SUPPLIED TEXT —

•••

Key Performance Indicators (KPIs)

  • Food & Beverage profitability (Cost of Goods Sold, labor cost, GOP%) 
  • Guest satisfaction scores and social media sentiment 
  • Team engagement and turnover rate 
  • Consistency and quality across outlets and banquets 
  • Innovation and relevance of culinary and beverage offerings 

Qualifications

 

  • A 2-year, 3-year or 4-year culinary degree and at least 5 years of progressive experience in a luxury hotel or a related field.
  • Forbes Luxury Standard and/or Michelin Star Award and/or AAA Five Diamond experience required.
  • Previous executive responsibility is required.
  • Must have knowledge of F&B preparation techniques, health department rules and regulations, liquor laws and regulations.
  • Long hours sometimes required.
  • Medium work - Exerting up to 50 pounds of force occasionally, and/or 20 pounds of force frequently or constantly to lift, carry, push, pull or otherwise move objects.
  • Maintain a warm and friendly demeanor at all times.

•••

EXTRACTED ENTRIES —
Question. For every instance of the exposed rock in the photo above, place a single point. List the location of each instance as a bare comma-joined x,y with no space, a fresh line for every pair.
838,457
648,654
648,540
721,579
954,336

•••

EXERCISE TASKS —
1 - Retype the stretch of the hotel job listing from "Key Performance Indicators" through "a related field.".
2 - In the hotel job listing, how much force must be exerted occasionally under the medium work requirement?

EXERCISE RESULTS —
1 -
Key Performance Indicators (KPIs)

  • Food & Beverage profitability (Cost of Goods Sold, labor cost, GOP%) 
  • Guest satisfaction scores and social media sentiment 
  • Team engagement and turnover rate 
  • Consistency and quality across outlets and banquets 
  • Innovation and relevance of culinary and beverage offerings 

Qualifications

 

  • A 2-year, 3-year or 4-year culinary degree and at least 5 years of progressive experience in a luxury hotel or a related field.

2 - Up to 50 pounds of force.